### ZU LÖSENDE AUFGABEN
**1.** Gib den Auszug von „Im Gegensatz zu“ bis „ist mein Lebensziel?“ Wort für Wort wieder.
**2.** Nenne alles, was im Auszug in Anführungszeichen steht.

===== VORLIEGENDER AUSZUG

„Ich liebe meine Familie und Golf. Ich bin glücklich, dass mein Leben schlicht ist.“ Nein, das hat nicht Prinz Harry gesagt. Sondern der walisische Fußballer Gereth Bale, der gerade das Ende seiner durchwachsenen, aber gut bezahlten Karriere verkündet hat. Ein Satz, dem ich mich gerne anschließe.

Im Gegensatz zu den Erlebnissen, die Harry gerade zum Besten gibt und die „Der Spiegel“ so wunderbar als „Verhengstung“ bezeichnet hat. Will ich, dass alle Welt so tief in mein Leben Einblick hat? 

Die meisten von uns werden sich dieser Frage nicht stellen müssen, da wir alle nicht berühmt genug sind. Und auch nicht verpeilt genug. Aber die Frage stellt sich natürlich im Berufsalltag sehr wohl: Welches Bild von mir will ich erzeugen und wie viel Privatheit gebe ich preis? Oder noch weitergesponnen: Als wer möchte ich in Erinnerung bleiben, was ist mein Lebensziel?

==========
===== BEREITGESTELLTE DATENSÄTZE

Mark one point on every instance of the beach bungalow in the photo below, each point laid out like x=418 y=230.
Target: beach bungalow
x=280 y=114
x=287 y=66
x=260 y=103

==========

### LÖSUNGEN IN REIHENFOLGE
**1.**
Im Gegensatz zu den Erlebnissen, die Harry gerade zum Besten gibt und die „Der Spiegel“ so wunderbar als „Verhengstung“ bezeichnet hat. Will ich, dass alle Welt so tief in mein Leben Einblick hat? 

Die meisten von uns werden sich dieser Frage nicht stellen müssen, da wir alle nicht berühmt genug sind. Und auch nicht verpeilt genug. Aber die Frage stellt sich natürlich im Berufsalltag sehr wohl: Welches Bild von mir will ich erzeugen und wie viel Privatheit gebe ich preis? Oder noch weitergesponnen: Als wer möchte ich in Erinnerung bleiben, was ist mein Lebensziel?

**2.**
- „Ich liebe meine Familie und Golf. Ich bin glücklich, dass mein Leben schlicht ist.“
- „Der Spiegel“
- „Verhengstung“